### Supplied material
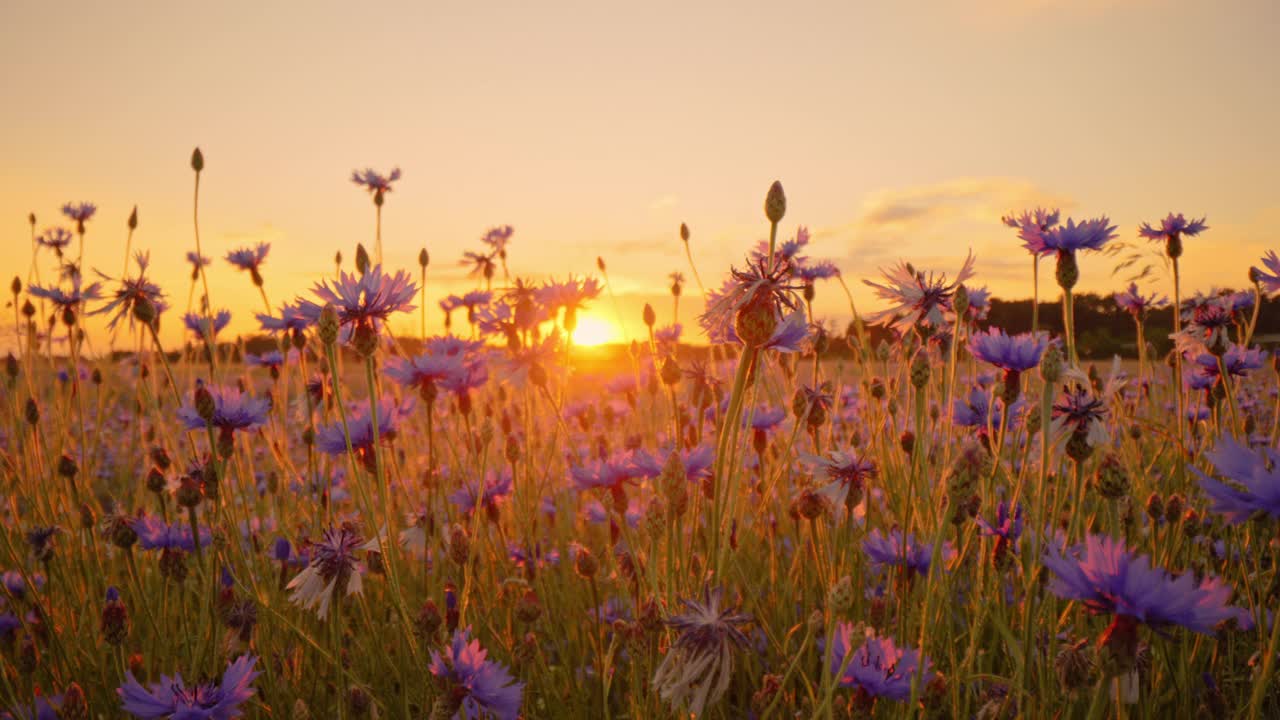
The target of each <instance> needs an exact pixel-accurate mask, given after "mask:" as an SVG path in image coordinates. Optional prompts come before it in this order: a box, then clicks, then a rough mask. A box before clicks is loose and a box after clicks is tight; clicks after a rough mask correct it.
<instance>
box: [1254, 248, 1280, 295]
mask: <svg viewBox="0 0 1280 720" xmlns="http://www.w3.org/2000/svg"><path fill="white" fill-rule="evenodd" d="M1262 264H1263V265H1266V268H1267V270H1271V272H1270V273H1266V272H1263V270H1258V269H1257V268H1254V270H1256V275H1257V278H1258V282H1260V283H1261V284H1262V287H1263V290H1266V291H1267V292H1268V293H1270V292H1280V258H1276V252H1275V250H1267V254H1266V255H1263V256H1262Z"/></svg>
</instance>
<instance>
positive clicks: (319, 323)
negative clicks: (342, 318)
mask: <svg viewBox="0 0 1280 720" xmlns="http://www.w3.org/2000/svg"><path fill="white" fill-rule="evenodd" d="M338 327H339V325H338V310H337V307H334V306H333V304H329V305H325V306H324V309H323V310H320V319H319V320H316V332H317V333H319V334H320V342H321V343H324V346H325V347H329V346H330V345H333V343H335V342H338Z"/></svg>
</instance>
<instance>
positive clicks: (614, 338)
mask: <svg viewBox="0 0 1280 720" xmlns="http://www.w3.org/2000/svg"><path fill="white" fill-rule="evenodd" d="M617 340H618V332H617V328H616V327H614V325H613V323H611V322H608V320H602V319H600V318H593V316H591V315H585V316H580V318H579V319H577V328H576V329H575V331H573V345H580V346H594V345H604V343H607V342H617Z"/></svg>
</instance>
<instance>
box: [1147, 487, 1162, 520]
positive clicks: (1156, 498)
mask: <svg viewBox="0 0 1280 720" xmlns="http://www.w3.org/2000/svg"><path fill="white" fill-rule="evenodd" d="M1147 516H1148V518H1151V519H1152V520H1160V519H1161V518H1164V516H1165V502H1164V500H1161V497H1160V493H1158V492H1153V493H1151V495H1149V496H1147Z"/></svg>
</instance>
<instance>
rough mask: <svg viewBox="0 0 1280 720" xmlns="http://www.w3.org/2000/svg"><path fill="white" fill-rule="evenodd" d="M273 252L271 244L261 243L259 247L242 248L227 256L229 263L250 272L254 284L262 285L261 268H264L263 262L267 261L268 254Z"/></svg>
mask: <svg viewBox="0 0 1280 720" xmlns="http://www.w3.org/2000/svg"><path fill="white" fill-rule="evenodd" d="M270 251H271V243H269V242H260V243H257V247H241V249H239V250H232V251H230V252H228V254H227V261H228V263H230V264H232V265H236V266H237V268H239V269H241V270H248V272H250V275H251V277H252V278H253V284H256V286H260V287H261V284H262V274H261V273H260V272H259V268H261V266H262V261H264V260H266V254H268V252H270Z"/></svg>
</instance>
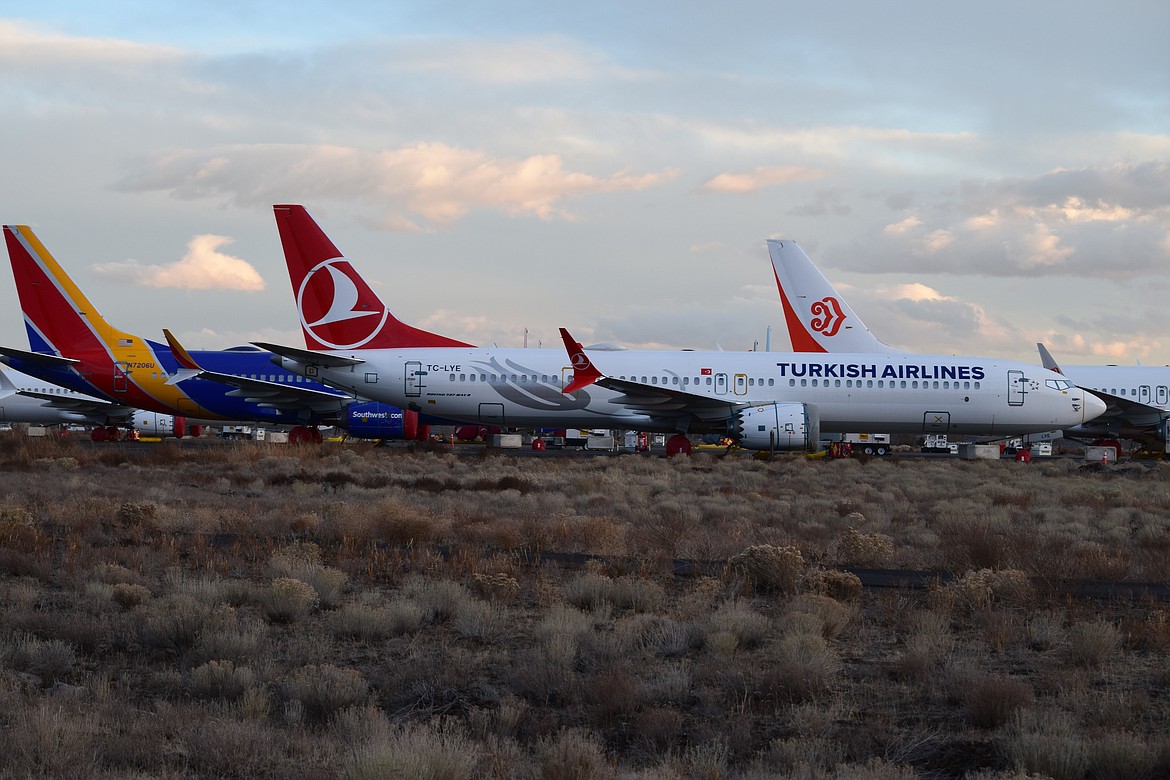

### Work instructions
Reproduce the listing above verbatim, omitting the pictures.

### Output
The target of each <instance> needs an exact pixel-accurate mask, given after "mask:" as an SVG path in image coordinates. Optional prompts come before it in this order: a box, then clicks, then a rough mask. A box before clicks is loose and a box after clicks is tight; clicks after a rough mask correct it.
<instance>
box: [1254, 248, 1280, 295]
mask: <svg viewBox="0 0 1280 720" xmlns="http://www.w3.org/2000/svg"><path fill="white" fill-rule="evenodd" d="M1262 264H1263V265H1266V268H1267V270H1271V272H1270V273H1266V272H1263V270H1258V269H1257V268H1254V270H1256V275H1257V278H1258V282H1260V283H1261V284H1262V287H1263V290H1266V291H1267V292H1268V293H1270V292H1280V258H1276V252H1275V250H1267V254H1266V255H1263V256H1262Z"/></svg>
</instance>
<instance>
positive clicks: (319, 323)
negative clicks: (342, 318)
mask: <svg viewBox="0 0 1280 720" xmlns="http://www.w3.org/2000/svg"><path fill="white" fill-rule="evenodd" d="M338 327H339V325H338V310H337V307H334V306H333V304H329V305H325V306H324V309H323V310H320V319H319V320H316V332H317V333H319V334H320V342H321V343H324V346H325V347H329V346H330V345H333V343H335V342H338Z"/></svg>
</instance>
<instance>
positive clicks: (614, 338)
mask: <svg viewBox="0 0 1280 720" xmlns="http://www.w3.org/2000/svg"><path fill="white" fill-rule="evenodd" d="M617 340H618V332H617V328H616V327H614V325H613V323H611V322H608V320H602V319H600V318H593V316H591V315H585V316H580V318H579V319H577V328H576V329H575V331H573V345H580V346H594V345H604V343H607V342H617Z"/></svg>
</instance>
<instance>
box: [1147, 487, 1162, 520]
positive clicks: (1156, 498)
mask: <svg viewBox="0 0 1280 720" xmlns="http://www.w3.org/2000/svg"><path fill="white" fill-rule="evenodd" d="M1147 516H1148V518H1151V519H1152V520H1160V519H1161V518H1164V516H1165V502H1164V500H1161V497H1160V493H1158V492H1153V493H1151V495H1149V496H1147Z"/></svg>
</instance>
<instance>
rough mask: <svg viewBox="0 0 1280 720" xmlns="http://www.w3.org/2000/svg"><path fill="white" fill-rule="evenodd" d="M273 252L271 244L261 243L259 247L242 248L227 256L229 263L250 272L254 284L262 285L261 268H264L263 262L267 261L268 254Z"/></svg>
mask: <svg viewBox="0 0 1280 720" xmlns="http://www.w3.org/2000/svg"><path fill="white" fill-rule="evenodd" d="M270 251H271V243H269V242H260V243H257V247H241V249H239V250H232V251H230V252H228V254H227V261H228V263H230V264H232V265H236V266H237V268H239V269H241V270H248V272H250V275H251V277H252V278H253V284H256V286H260V287H261V284H262V274H261V273H260V272H259V268H261V266H262V261H264V260H266V254H268V252H270Z"/></svg>
</instance>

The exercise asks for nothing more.